Items stored from a collection:

━━━━━━━━━━━━━━━━━━━━

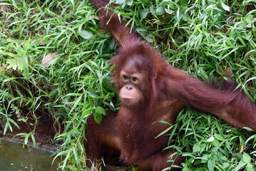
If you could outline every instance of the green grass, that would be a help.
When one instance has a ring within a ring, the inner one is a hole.
[[[206,82],[222,82],[225,76],[222,71],[229,69],[238,86],[256,100],[253,1],[116,3],[121,15],[175,67]],[[26,122],[34,129],[21,135],[34,140],[36,122],[43,115],[63,124],[52,142],[61,147],[58,155],[65,155],[60,164],[65,170],[86,170],[83,143],[88,115],[100,122],[104,111],[99,106],[118,108],[108,63],[116,54],[116,43],[99,28],[93,15],[97,16],[88,1],[0,1],[4,133]],[[44,57],[52,53],[57,53],[57,58],[43,65]],[[12,119],[14,115],[19,121]],[[170,141],[175,145],[169,147],[184,151],[183,170],[256,168],[254,133],[193,109],[183,110],[174,128],[177,138]],[[211,137],[214,140],[208,142]]]

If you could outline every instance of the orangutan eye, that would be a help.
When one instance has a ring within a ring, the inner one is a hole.
[[[133,77],[133,81],[134,82],[135,82],[135,81],[138,81],[138,78],[135,78],[135,77]]]

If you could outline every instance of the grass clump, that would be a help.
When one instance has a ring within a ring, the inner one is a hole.
[[[256,100],[256,10],[253,1],[114,1],[141,36],[174,66],[206,82],[227,72]],[[116,43],[98,27],[88,1],[0,1],[0,119],[2,133],[39,140],[50,119],[60,167],[86,170],[86,118],[118,108],[108,60]],[[48,61],[47,61],[48,59]],[[16,118],[16,119],[14,119]],[[254,133],[193,109],[180,113],[170,140],[183,170],[253,170]],[[172,143],[173,144],[173,143]],[[181,152],[181,151],[183,152]],[[185,151],[185,152],[184,152]]]

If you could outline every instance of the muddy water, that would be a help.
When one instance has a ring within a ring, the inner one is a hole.
[[[58,170],[51,152],[0,139],[0,171]]]

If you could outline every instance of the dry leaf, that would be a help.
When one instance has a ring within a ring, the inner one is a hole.
[[[43,60],[42,61],[42,64],[45,66],[48,66],[51,62],[56,58],[56,56],[58,55],[57,53],[51,53],[46,56],[44,56]]]

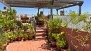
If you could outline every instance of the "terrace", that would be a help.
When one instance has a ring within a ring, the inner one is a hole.
[[[0,0],[10,9],[0,12],[1,51],[90,51],[91,24],[86,14],[81,14],[83,0]],[[53,10],[79,6],[79,13],[69,16],[53,15]],[[16,20],[16,10],[11,7],[37,8],[38,15],[28,18],[21,15]],[[45,17],[41,8],[50,9]],[[59,19],[60,17],[61,19]],[[83,28],[83,25],[86,24]],[[83,24],[83,25],[82,25]],[[89,26],[88,26],[89,25]]]

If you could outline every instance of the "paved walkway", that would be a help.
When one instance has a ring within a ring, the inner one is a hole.
[[[37,38],[39,37],[42,36],[38,36]],[[52,48],[51,45],[47,43],[46,38],[43,37],[43,39],[16,41],[10,43],[6,47],[6,51],[55,51],[55,48]]]

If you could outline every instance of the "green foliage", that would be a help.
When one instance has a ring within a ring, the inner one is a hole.
[[[27,37],[28,37],[28,34],[23,34],[23,37],[24,37],[24,38],[27,38]]]
[[[65,40],[59,40],[56,42],[61,48],[67,48],[67,42]]]
[[[67,48],[64,32],[61,32],[59,34],[53,33],[52,36],[55,37],[57,45],[59,45],[61,48]]]
[[[15,28],[16,26],[16,23],[15,23],[15,20],[10,20],[9,23],[8,23],[8,27],[11,29],[11,28]]]
[[[23,34],[22,34],[22,29],[21,28],[19,28],[19,30],[17,31],[17,37],[22,37],[23,36]]]
[[[78,13],[76,13],[75,11],[70,11],[69,15],[71,16],[71,19],[75,19],[78,16]]]
[[[47,23],[50,31],[54,32],[56,29],[61,27],[62,20],[60,18],[54,18],[49,20]]]
[[[83,25],[82,28],[85,31],[91,32],[91,24],[89,24],[88,22],[86,22],[86,25]]]
[[[4,49],[4,44],[7,42],[7,37],[5,37],[4,33],[0,33],[0,51],[3,51]]]
[[[15,21],[16,22],[16,25],[18,26],[18,28],[23,28],[23,24],[21,21]]]

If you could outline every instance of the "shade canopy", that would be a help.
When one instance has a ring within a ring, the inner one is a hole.
[[[0,0],[9,7],[27,8],[54,8],[63,9],[71,6],[82,5],[83,0]]]

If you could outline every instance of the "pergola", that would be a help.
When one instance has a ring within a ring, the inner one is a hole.
[[[51,10],[64,9],[72,6],[79,6],[79,15],[81,14],[81,6],[83,0],[0,0],[3,4],[8,7],[25,7],[25,8],[38,8],[38,13],[40,8],[48,8]]]

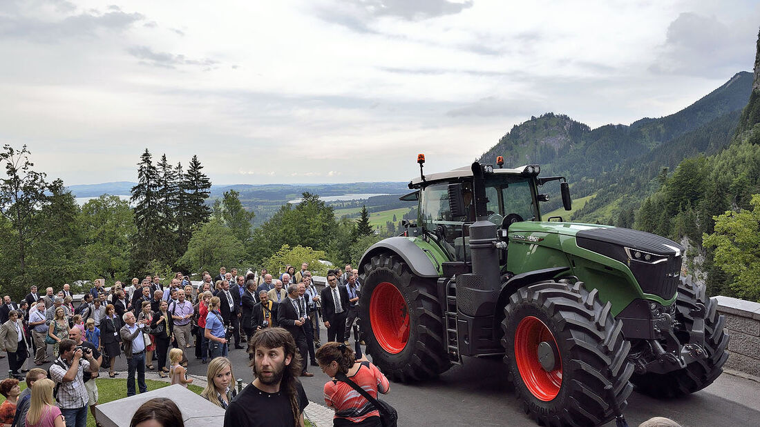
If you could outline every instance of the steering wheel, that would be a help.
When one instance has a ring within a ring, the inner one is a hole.
[[[507,216],[504,217],[504,220],[502,221],[502,228],[506,230],[509,228],[509,226],[515,222],[521,222],[524,221],[521,216],[516,213],[511,213]]]
[[[497,213],[492,212],[490,211],[489,211],[489,215],[488,215],[488,221],[496,224],[496,225],[501,224],[502,221],[504,220],[504,217],[502,217],[502,215]]]

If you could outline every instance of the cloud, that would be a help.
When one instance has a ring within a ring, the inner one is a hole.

━━━━━━━━━━━━━━━━━━━━

**Aim of the task:**
Output all of the items above as a JSON list of strings, one string per line, omitting blank lines. Leave the pictures out of the answer.

**Answer below:**
[
  "If you could outline every instance of the green grass, that would be a help.",
  "When one instance has a ring within a ring, the inner one is a hole.",
  "[[[206,82],[222,82],[225,76],[222,71],[229,69],[238,86],[256,100],[253,1],[116,3],[121,15],[175,67]],[[26,122],[34,129],[21,135],[34,140],[36,122],[43,115],[63,124],[52,142],[61,147],[58,155],[65,155],[60,164],[65,170],[86,170],[83,143],[88,115],[100,122],[104,111],[99,106],[118,108],[108,63],[116,54],[116,43],[99,28],[93,15],[97,16],[88,1],[0,1],[4,133]],[[44,57],[52,53],[57,53],[57,58],[43,65]],[[12,119],[14,115],[19,121]],[[170,141],[175,145],[169,147],[184,151],[183,170],[256,168],[254,133],[193,109],[183,110],[174,128],[177,138]],[[211,137],[214,140],[208,142]]]",
  "If you could outline every instance of the orangutan eye, that would be a help.",
  "When one instance has a ring within a ring, the inner one is a hole.",
  "[[[133,77],[133,81],[134,82],[135,82],[135,81],[138,81],[138,78],[135,78],[135,77]]]",
  "If you could outline every instance of the grass clump, that would be a help.",
  "When one instance has a ring within a ring, the inner one is a hole.",
  "[[[256,100],[256,10],[253,1],[114,1],[141,36],[174,66],[206,82],[227,72]],[[116,43],[98,27],[88,1],[0,1],[0,119],[2,133],[39,140],[50,119],[60,167],[86,170],[86,118],[118,108],[108,60]],[[48,61],[47,61],[48,59]],[[16,118],[16,119],[14,119]],[[254,133],[193,109],[180,113],[170,140],[183,170],[253,170]],[[172,143],[173,144],[173,143]],[[181,152],[181,151],[183,152]],[[185,151],[185,152],[184,152]]]",
  "If you could outline every instance of the muddy water, that would be a help.",
  "When one instance has a ring within a ring, the inner one is a hole.",
  "[[[58,170],[51,152],[0,139],[0,171]]]",
  "If you could outline every instance of the dry leaf, that would be a help.",
  "When one instance has a ring within a ring, the inner one is a hole.",
  "[[[43,60],[42,61],[42,64],[45,66],[48,66],[51,62],[56,58],[56,56],[58,55],[57,53],[51,53],[46,56],[44,56]]]",
  "If you could outline every instance of the \"terrace\", that would be a help.",
  "When one instance has a ring within a ring, the inner one is a hole.",
  "[[[0,0],[10,9],[0,12],[1,51],[90,51],[91,24],[86,14],[81,14],[83,0]],[[53,10],[79,6],[79,13],[69,16],[53,15]],[[16,20],[16,10],[11,7],[37,8],[38,15],[28,18],[21,15]],[[45,17],[41,8],[50,9]],[[59,19],[60,17],[61,19]],[[83,28],[83,25],[86,24]],[[83,24],[83,25],[82,25]],[[89,26],[88,26],[89,25]]]",
  "If you could outline every instance of the \"paved walkway\", that would be a help.",
  "When one instance has a ring within a ring, the inner one is a hole.",
  "[[[37,38],[39,37],[42,36],[38,36]],[[52,48],[51,45],[47,43],[46,38],[43,37],[43,39],[16,41],[10,43],[6,47],[6,51],[55,51],[55,48]]]",
  "If you could outline every instance of the \"green foliage\", that would be a help.",
  "When one instance has a ring within a ring, the inner one is a hole.",
  "[[[27,37],[28,37],[28,34],[23,34],[23,37],[24,37],[24,38],[27,38]]]",
  "[[[65,40],[59,40],[56,42],[61,48],[67,48],[67,42]]]",
  "[[[67,48],[64,32],[61,32],[59,34],[53,33],[52,36],[55,37],[57,45],[59,45],[61,48]]]",
  "[[[15,28],[16,26],[16,23],[15,23],[15,20],[10,20],[9,23],[8,23],[8,27],[11,29],[11,28]]]",
  "[[[23,34],[22,34],[22,29],[21,28],[19,28],[19,30],[17,31],[17,37],[22,37],[23,36]]]",
  "[[[78,13],[76,13],[75,11],[70,11],[69,15],[71,16],[71,19],[75,19],[78,16]]]",
  "[[[47,23],[50,31],[54,32],[56,29],[61,27],[62,20],[60,18],[54,18],[49,20]]]",
  "[[[83,25],[82,28],[85,31],[91,32],[91,24],[89,24],[88,22],[86,22],[86,25]]]",
  "[[[4,49],[4,44],[7,42],[7,37],[5,37],[4,33],[0,33],[0,51],[3,51]]]",
  "[[[15,21],[16,22],[16,25],[18,26],[18,28],[23,28],[23,24],[21,21]]]",
  "If you could outline every instance of the \"shade canopy\", that would be a help.",
  "When one instance has a ring within a ring, the inner one is a hole.",
  "[[[0,0],[9,7],[27,8],[54,8],[63,9],[71,6],[82,5],[83,0]]]",
  "If you could outline every instance of the \"pergola\", that would be a help.",
  "When one instance has a ring within a ring, the inner one is a hole.",
  "[[[51,10],[64,9],[72,6],[79,6],[79,15],[81,14],[81,6],[83,0],[0,0],[3,4],[8,7],[25,7],[25,8],[38,8],[38,13],[40,8],[48,8]]]",
  "If you could outline every instance of the steering wheel, that would be a help.",
  "When one instance has a ring within a ring, the inner one is a hole.",
  "[[[507,216],[504,217],[504,220],[502,221],[502,228],[506,230],[509,228],[509,226],[515,222],[521,222],[524,221],[521,216],[516,213],[511,213]]]",
  "[[[497,213],[492,212],[490,211],[489,211],[489,215],[488,215],[488,221],[496,224],[496,225],[501,224],[502,221],[504,220],[504,217],[502,217],[502,215]]]",
  "If you could outline every instance of the cloud, that would be a help.",
  "When one instance has a ring within a ring, the inner one is a hole."
]